## BEGIN Data for this exercise

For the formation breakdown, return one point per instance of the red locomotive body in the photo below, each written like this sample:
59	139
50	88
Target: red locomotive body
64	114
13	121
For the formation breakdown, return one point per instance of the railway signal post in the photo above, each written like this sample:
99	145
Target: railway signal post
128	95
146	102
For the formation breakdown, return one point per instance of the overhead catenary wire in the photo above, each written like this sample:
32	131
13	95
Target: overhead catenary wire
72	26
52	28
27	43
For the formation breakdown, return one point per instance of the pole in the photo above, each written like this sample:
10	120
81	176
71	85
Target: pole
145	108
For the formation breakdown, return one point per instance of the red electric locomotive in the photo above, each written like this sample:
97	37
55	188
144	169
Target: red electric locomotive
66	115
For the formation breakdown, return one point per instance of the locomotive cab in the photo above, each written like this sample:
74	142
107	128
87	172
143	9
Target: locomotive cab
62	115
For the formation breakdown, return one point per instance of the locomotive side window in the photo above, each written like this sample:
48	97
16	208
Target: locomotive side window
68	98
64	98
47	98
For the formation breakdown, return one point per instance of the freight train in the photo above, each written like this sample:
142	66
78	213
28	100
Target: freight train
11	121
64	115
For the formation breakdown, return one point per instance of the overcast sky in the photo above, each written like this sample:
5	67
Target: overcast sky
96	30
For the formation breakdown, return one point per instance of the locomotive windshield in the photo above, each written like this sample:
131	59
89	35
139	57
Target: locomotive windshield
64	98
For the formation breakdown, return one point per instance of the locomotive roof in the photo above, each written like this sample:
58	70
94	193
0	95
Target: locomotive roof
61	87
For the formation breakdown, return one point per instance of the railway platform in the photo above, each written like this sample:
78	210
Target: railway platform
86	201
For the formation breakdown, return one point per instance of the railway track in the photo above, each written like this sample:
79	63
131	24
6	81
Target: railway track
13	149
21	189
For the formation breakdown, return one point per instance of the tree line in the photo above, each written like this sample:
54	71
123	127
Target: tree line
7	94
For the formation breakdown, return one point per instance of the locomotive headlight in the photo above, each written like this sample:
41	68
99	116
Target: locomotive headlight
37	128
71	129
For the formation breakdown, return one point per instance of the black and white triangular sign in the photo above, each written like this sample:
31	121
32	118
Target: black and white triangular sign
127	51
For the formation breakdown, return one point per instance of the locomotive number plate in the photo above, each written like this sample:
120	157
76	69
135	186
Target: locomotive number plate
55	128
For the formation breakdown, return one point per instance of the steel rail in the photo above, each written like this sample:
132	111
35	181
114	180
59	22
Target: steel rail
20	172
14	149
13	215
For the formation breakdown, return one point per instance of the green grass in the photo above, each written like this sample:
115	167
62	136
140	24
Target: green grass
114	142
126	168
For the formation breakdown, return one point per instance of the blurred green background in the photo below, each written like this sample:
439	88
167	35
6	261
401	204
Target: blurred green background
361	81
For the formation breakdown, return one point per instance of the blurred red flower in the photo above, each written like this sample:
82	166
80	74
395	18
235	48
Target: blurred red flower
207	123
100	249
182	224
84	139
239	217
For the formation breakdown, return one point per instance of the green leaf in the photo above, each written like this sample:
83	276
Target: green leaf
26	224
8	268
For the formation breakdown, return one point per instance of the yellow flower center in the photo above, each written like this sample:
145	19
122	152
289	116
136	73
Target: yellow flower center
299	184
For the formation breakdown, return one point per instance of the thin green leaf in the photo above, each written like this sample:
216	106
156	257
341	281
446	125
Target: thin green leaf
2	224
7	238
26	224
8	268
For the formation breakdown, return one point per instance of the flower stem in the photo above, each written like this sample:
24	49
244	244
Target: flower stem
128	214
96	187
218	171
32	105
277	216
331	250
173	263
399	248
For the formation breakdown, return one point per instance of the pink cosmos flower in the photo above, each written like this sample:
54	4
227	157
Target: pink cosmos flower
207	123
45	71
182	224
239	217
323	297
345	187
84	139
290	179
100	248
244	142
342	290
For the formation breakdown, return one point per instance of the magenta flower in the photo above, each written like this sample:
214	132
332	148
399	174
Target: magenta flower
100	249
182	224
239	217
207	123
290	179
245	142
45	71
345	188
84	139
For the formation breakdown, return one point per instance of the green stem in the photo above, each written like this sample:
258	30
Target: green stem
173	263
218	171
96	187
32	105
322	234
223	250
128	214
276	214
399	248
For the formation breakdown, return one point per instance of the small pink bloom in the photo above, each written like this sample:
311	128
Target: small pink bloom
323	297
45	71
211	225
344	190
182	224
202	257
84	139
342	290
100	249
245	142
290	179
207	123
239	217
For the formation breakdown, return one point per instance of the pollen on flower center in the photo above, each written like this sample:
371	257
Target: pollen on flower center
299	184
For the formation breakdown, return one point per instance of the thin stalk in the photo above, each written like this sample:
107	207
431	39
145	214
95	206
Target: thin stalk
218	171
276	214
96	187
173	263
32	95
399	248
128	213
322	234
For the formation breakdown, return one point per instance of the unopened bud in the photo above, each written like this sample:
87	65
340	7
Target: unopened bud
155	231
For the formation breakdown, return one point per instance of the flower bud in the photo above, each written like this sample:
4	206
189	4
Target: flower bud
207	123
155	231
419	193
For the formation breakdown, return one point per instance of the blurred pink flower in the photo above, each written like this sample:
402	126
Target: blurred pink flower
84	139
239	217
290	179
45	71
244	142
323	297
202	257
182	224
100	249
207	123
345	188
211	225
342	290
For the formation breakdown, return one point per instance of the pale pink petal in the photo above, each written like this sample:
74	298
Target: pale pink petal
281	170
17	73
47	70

## END Data for this exercise

**Task instructions**
Please write out the entries again, beginning at the first line that has "the blurred pink" and continuing through the end of the entries, with 29 added to every answer coordinate and every other line kept unchanged.

**Result below**
For the formation breakdown, return one point per instance of the blurred pink flower in the photo above, each written like this sample:
402	126
Target: blurred pink flower
113	168
268	246
319	208
74	100
273	171
352	326
231	286
211	253
129	278
236	152
374	217
240	254
371	319
For the formation breakdown, return one point per instance of the pale pink petal in the photo above, each written like this sample:
74	298
Target: pale pink petal
310	199
46	102
76	99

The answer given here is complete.